TASK PROMPT:
Retype all of the records below word for word, leaving out the pictures.
▼▼▼
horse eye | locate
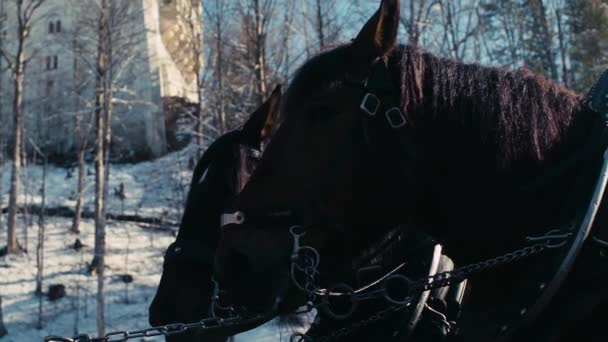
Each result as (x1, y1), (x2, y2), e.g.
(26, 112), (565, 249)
(308, 106), (335, 124)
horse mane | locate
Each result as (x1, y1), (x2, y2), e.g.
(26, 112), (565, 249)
(389, 46), (582, 166)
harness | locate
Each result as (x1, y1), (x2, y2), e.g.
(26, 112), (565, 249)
(222, 65), (608, 341)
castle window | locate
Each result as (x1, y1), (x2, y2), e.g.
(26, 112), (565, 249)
(46, 80), (55, 95)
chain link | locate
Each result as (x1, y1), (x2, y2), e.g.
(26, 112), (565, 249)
(44, 316), (263, 342)
(290, 234), (569, 342)
(44, 229), (568, 342)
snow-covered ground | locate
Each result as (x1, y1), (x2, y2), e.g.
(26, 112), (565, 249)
(0, 149), (314, 342)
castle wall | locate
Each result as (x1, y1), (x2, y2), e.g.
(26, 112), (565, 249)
(0, 0), (202, 159)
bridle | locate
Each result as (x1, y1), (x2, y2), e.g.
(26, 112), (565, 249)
(222, 62), (608, 341)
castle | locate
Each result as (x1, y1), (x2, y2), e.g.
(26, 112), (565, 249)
(0, 0), (202, 160)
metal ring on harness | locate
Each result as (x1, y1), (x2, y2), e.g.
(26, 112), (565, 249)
(321, 284), (359, 320)
(382, 274), (412, 305)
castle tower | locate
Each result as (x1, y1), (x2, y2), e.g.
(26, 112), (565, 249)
(0, 0), (202, 160)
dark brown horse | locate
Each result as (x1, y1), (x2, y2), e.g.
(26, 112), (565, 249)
(149, 87), (281, 342)
(215, 0), (608, 342)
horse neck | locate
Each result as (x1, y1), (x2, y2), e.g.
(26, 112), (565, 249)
(404, 54), (594, 260)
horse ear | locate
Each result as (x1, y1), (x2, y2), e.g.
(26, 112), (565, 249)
(241, 85), (281, 148)
(354, 0), (401, 62)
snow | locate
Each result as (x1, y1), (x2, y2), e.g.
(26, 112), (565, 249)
(0, 148), (310, 342)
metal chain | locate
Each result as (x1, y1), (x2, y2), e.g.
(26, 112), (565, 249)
(290, 231), (570, 342)
(44, 316), (262, 342)
(44, 227), (569, 342)
(411, 243), (550, 294)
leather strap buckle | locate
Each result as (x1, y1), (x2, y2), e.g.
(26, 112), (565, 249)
(360, 93), (380, 116)
(221, 211), (245, 227)
(384, 107), (407, 129)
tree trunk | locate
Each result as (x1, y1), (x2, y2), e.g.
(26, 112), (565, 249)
(215, 0), (228, 134)
(70, 135), (86, 234)
(36, 157), (48, 329)
(91, 0), (109, 336)
(555, 9), (570, 86)
(6, 30), (26, 253)
(316, 0), (325, 52)
(0, 295), (8, 337)
(254, 0), (267, 106)
(0, 140), (5, 232)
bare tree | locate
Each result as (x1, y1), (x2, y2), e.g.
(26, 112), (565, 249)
(432, 0), (479, 60)
(239, 0), (276, 106)
(0, 0), (45, 253)
(555, 8), (570, 85)
(91, 0), (112, 336)
(68, 28), (95, 234)
(203, 0), (228, 133)
(522, 0), (558, 80)
(34, 145), (48, 329)
(401, 0), (437, 46)
(0, 295), (8, 337)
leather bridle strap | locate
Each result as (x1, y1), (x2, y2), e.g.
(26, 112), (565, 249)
(164, 239), (215, 266)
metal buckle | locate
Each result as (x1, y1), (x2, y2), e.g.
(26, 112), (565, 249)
(384, 107), (407, 129)
(360, 93), (380, 116)
(221, 211), (245, 227)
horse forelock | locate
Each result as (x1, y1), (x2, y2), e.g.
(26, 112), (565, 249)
(390, 46), (581, 166)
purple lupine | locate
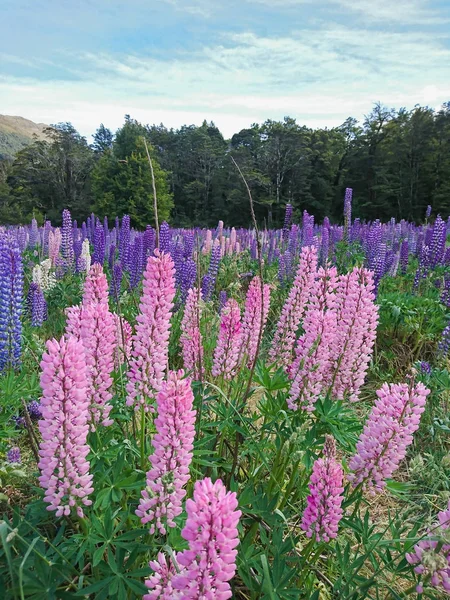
▲▲▲
WRITTEN SOLUTION:
horse eye | locate
Each result as (x1, y1), (x2, y2), e.g.
(26, 112), (565, 249)
(308, 106), (335, 124)
horse mane | locate
Each result as (x1, y1), (x2, y2), e.g.
(26, 112), (565, 249)
(389, 46), (582, 166)
harness | locate
Each result as (x1, y1), (x2, y2), e.g.
(26, 112), (565, 249)
(222, 65), (608, 341)
castle window | locate
Each result as (x1, y1), (x2, y2), e.g.
(26, 112), (565, 249)
(46, 80), (55, 95)
chain link | locate
Each result as (x1, y1), (x2, y2), e.g.
(26, 112), (565, 249)
(44, 316), (263, 342)
(290, 234), (569, 342)
(44, 229), (568, 342)
snow-covered ground | locate
Each result as (x1, y1), (x2, y2), e.g.
(26, 112), (565, 249)
(0, 149), (314, 342)
castle wall | locate
Each result as (x1, y1), (x2, y2), e.g.
(26, 112), (565, 249)
(0, 0), (202, 159)
bridle | locate
Each result as (x1, y1), (x2, y2), e.g.
(26, 112), (565, 249)
(222, 62), (608, 341)
castle | locate
Each result as (x1, y1), (x2, y2), e.g.
(26, 112), (565, 249)
(0, 0), (202, 160)
metal ring on harness | locate
Each result as (x1, y1), (x2, y2), e.g.
(26, 112), (565, 249)
(321, 284), (359, 320)
(382, 274), (412, 305)
castle tower | locate
Each result as (x1, y1), (x2, y2), e.g.
(26, 112), (565, 249)
(0, 0), (202, 160)
dark brown horse | locate
Each result as (x1, y1), (x2, y2), e.g.
(26, 112), (565, 249)
(149, 87), (281, 342)
(215, 0), (608, 342)
horse neck | locate
Each result as (x1, y1), (x2, y2), e.g.
(26, 112), (565, 249)
(404, 54), (594, 260)
horse ear | locate
Each result as (x1, y1), (x2, y2), e.g.
(26, 112), (565, 249)
(241, 85), (281, 148)
(354, 0), (401, 62)
snow | locate
Each result as (x1, y1), (x2, y2), e.g.
(26, 112), (565, 249)
(0, 148), (310, 342)
metal chain | locate
Each result as (x1, y1), (x2, y2), e.g.
(26, 112), (565, 249)
(290, 231), (570, 342)
(44, 316), (262, 342)
(44, 227), (569, 342)
(411, 243), (550, 294)
leather strap buckle | locate
Each result as (x1, y1), (x2, y2), e.g.
(26, 112), (565, 249)
(360, 93), (380, 116)
(221, 211), (245, 227)
(384, 107), (407, 129)
tree trunk | locate
Each result as (x1, y1), (x2, y2), e.g.
(26, 112), (565, 249)
(215, 0), (228, 134)
(70, 135), (86, 234)
(36, 157), (48, 329)
(91, 0), (109, 336)
(555, 9), (570, 86)
(6, 30), (26, 253)
(316, 0), (325, 52)
(0, 295), (8, 337)
(254, 0), (267, 106)
(0, 140), (5, 232)
bare tree | locate
Each result as (x1, y1), (x2, y2), e.g.
(26, 112), (565, 249)
(432, 0), (479, 60)
(239, 0), (276, 106)
(0, 0), (45, 253)
(555, 8), (570, 85)
(91, 0), (112, 336)
(68, 28), (95, 234)
(203, 0), (228, 133)
(522, 0), (558, 80)
(34, 145), (48, 329)
(401, 0), (437, 46)
(0, 295), (8, 337)
leather bridle strap | locate
Each result as (x1, y1), (x2, y2), e.g.
(26, 112), (565, 249)
(164, 239), (215, 266)
metal buckle | locate
Each result as (x1, y1), (x2, y2), e.g.
(26, 112), (565, 249)
(384, 107), (407, 129)
(360, 93), (380, 116)
(221, 211), (245, 227)
horse forelock | locate
Each result as (x1, y1), (x2, y2), e.g.
(26, 112), (565, 249)
(390, 46), (581, 166)
purple lupine | locate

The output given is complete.